EXERCISE INSTRUCTIONS:
Could you copy out all of the data below word for word, keeping every line as it stands?

Records in a dataset:
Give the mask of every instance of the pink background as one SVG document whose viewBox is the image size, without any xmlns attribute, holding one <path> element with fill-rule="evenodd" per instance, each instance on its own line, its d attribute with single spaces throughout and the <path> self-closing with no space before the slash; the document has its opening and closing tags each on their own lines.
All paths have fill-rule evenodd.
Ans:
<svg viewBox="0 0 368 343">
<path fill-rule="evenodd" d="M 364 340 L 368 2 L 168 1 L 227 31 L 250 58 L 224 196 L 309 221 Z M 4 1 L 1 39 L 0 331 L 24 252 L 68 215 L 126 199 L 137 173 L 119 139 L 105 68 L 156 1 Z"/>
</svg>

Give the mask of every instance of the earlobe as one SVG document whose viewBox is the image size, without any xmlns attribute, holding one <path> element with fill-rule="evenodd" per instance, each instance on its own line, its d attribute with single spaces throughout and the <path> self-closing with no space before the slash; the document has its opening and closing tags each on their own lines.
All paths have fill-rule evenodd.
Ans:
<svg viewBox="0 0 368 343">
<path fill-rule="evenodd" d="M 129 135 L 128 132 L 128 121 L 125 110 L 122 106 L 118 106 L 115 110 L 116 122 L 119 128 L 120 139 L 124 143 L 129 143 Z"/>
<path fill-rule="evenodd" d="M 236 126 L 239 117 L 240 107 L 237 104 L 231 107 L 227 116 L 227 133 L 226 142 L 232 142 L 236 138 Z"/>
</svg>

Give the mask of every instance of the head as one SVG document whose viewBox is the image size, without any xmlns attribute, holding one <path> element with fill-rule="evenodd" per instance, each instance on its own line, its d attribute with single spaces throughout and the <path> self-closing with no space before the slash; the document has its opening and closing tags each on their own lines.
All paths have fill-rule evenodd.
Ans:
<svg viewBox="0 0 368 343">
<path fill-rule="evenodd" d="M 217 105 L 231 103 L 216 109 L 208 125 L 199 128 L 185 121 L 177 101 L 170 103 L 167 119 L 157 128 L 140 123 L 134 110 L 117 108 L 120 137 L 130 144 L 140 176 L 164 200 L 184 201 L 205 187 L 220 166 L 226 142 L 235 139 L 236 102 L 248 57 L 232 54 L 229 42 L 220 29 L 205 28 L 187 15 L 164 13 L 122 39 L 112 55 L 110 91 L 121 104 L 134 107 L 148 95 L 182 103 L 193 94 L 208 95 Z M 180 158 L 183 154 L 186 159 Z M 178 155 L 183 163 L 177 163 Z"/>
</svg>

OUTPUT BELOW:
Give the mask of every instance of the pink background as one SVG document whose viewBox is the image size, without any xmlns attribute, holding one <path> element with fill-rule="evenodd" per instance, each instance on its own line, its d attribute with single spaces throughout and the <path> self-closing with no space before the slash; the document has its opening and closing tags each on their own lines.
All paths have fill-rule evenodd.
Ans:
<svg viewBox="0 0 368 343">
<path fill-rule="evenodd" d="M 364 340 L 368 2 L 168 1 L 227 31 L 250 58 L 224 196 L 309 221 Z M 4 1 L 1 39 L 0 331 L 24 252 L 68 215 L 126 199 L 137 173 L 119 139 L 105 68 L 156 1 Z"/>
</svg>

Give the mask of every instance of the earlobe as one SVG document whose viewBox is the image size, without any xmlns attribute, holding one <path> element with fill-rule="evenodd" per instance, each instance on its own line, its d attribute with single spaces throughout and the <path> self-closing with no space before the slash; the document has its opening and closing tags each on their own lines.
All paths have fill-rule evenodd.
Ans:
<svg viewBox="0 0 368 343">
<path fill-rule="evenodd" d="M 129 135 L 128 132 L 128 121 L 125 110 L 122 106 L 118 106 L 115 110 L 116 122 L 119 128 L 120 139 L 124 143 L 129 143 Z"/>
<path fill-rule="evenodd" d="M 236 126 L 239 117 L 240 107 L 237 104 L 231 107 L 227 116 L 227 133 L 226 142 L 232 142 L 236 138 Z"/>
</svg>

Give the mask of every instance of the head as one SVG document whose viewBox is the image size, without any xmlns attribute, holding one <path> element with fill-rule="evenodd" per instance, each instance on its own line, its d attribute with single spaces throughout and the <path> self-closing with no space before the slash; the document has its opening and closing tags each on their own lines.
All paths have fill-rule evenodd.
Ans:
<svg viewBox="0 0 368 343">
<path fill-rule="evenodd" d="M 217 105 L 231 103 L 216 109 L 208 125 L 199 128 L 185 121 L 177 101 L 170 103 L 167 119 L 157 128 L 140 123 L 134 110 L 117 108 L 120 137 L 130 144 L 140 176 L 164 200 L 184 201 L 205 187 L 220 166 L 226 142 L 235 139 L 236 102 L 248 57 L 232 54 L 229 42 L 220 29 L 205 28 L 187 15 L 164 13 L 122 39 L 112 55 L 110 91 L 121 104 L 134 107 L 148 95 L 182 103 L 193 94 L 208 95 Z M 180 158 L 183 154 L 186 159 Z M 178 155 L 183 163 L 177 163 Z"/>
</svg>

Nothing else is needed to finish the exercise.